* _WORK ITEM_: Below are records; write all of them out exactly.

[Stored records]
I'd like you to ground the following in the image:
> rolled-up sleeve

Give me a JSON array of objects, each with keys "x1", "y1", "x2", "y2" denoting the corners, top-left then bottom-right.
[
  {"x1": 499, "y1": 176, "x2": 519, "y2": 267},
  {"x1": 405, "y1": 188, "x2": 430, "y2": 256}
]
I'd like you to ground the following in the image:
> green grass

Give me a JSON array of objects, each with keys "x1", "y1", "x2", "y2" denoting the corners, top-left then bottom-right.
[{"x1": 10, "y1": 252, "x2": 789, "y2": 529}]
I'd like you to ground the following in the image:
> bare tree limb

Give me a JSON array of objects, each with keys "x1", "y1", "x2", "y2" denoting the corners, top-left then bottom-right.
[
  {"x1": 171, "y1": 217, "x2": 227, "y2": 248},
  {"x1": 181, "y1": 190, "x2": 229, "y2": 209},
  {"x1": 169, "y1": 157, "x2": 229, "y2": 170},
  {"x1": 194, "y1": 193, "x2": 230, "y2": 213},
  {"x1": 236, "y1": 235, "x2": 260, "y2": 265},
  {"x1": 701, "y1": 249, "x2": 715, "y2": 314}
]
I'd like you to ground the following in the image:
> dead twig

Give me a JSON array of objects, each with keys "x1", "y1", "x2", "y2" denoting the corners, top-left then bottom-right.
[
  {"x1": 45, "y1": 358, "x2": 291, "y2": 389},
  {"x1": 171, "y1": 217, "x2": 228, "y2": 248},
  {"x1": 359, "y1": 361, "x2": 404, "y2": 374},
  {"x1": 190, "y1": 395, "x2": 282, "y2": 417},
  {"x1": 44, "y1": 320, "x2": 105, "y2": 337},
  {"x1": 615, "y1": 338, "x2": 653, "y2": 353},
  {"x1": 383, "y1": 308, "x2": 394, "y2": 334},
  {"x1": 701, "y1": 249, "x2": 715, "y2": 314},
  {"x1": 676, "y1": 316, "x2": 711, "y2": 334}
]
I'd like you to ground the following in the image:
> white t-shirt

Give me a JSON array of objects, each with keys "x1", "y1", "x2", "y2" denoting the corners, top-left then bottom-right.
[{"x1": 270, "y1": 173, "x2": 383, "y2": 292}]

* _ANSWER TO THE EXERCISE_:
I'd like you to ground the following in the image:
> rolled-up sleeve

Give me a JSON array of objects, each with keys "x1", "y1", "x2", "y2" denoting the corners, top-left then bottom-right.
[
  {"x1": 499, "y1": 176, "x2": 519, "y2": 267},
  {"x1": 405, "y1": 188, "x2": 430, "y2": 256}
]
I'd like you to ground the following in the image:
> green grass

Give me a JSON array of objects, each with keys "x1", "y1", "x2", "y2" denoting the corners, top-left then bottom-right.
[{"x1": 10, "y1": 252, "x2": 789, "y2": 529}]
I'd like you to ground the following in the image:
> bare tree limb

Give me a JSON array of objects, each with keys "x1", "y1", "x2", "y2" denoting the corners, top-left then bottom-right.
[
  {"x1": 171, "y1": 217, "x2": 227, "y2": 248},
  {"x1": 181, "y1": 190, "x2": 229, "y2": 209},
  {"x1": 169, "y1": 157, "x2": 229, "y2": 170},
  {"x1": 194, "y1": 193, "x2": 230, "y2": 213},
  {"x1": 236, "y1": 235, "x2": 260, "y2": 265},
  {"x1": 701, "y1": 249, "x2": 715, "y2": 314}
]
I'd like you to ground the following in the image:
> dead twig

Give me a JSON array of objects, each with keys "x1", "y1", "x2", "y2" denoting the corners, top-left then bottom-right.
[
  {"x1": 45, "y1": 358, "x2": 291, "y2": 389},
  {"x1": 171, "y1": 217, "x2": 228, "y2": 248},
  {"x1": 359, "y1": 361, "x2": 404, "y2": 374},
  {"x1": 190, "y1": 395, "x2": 282, "y2": 417},
  {"x1": 44, "y1": 320, "x2": 105, "y2": 337},
  {"x1": 615, "y1": 338, "x2": 653, "y2": 353},
  {"x1": 383, "y1": 308, "x2": 394, "y2": 334},
  {"x1": 701, "y1": 249, "x2": 715, "y2": 314},
  {"x1": 676, "y1": 316, "x2": 711, "y2": 334}
]
I'd like you to ground the following in the image:
> white t-shirt

Give me a JSON array of objects, each with keys "x1", "y1", "x2", "y2" denoting the corners, top-left then bottom-right.
[{"x1": 270, "y1": 173, "x2": 383, "y2": 292}]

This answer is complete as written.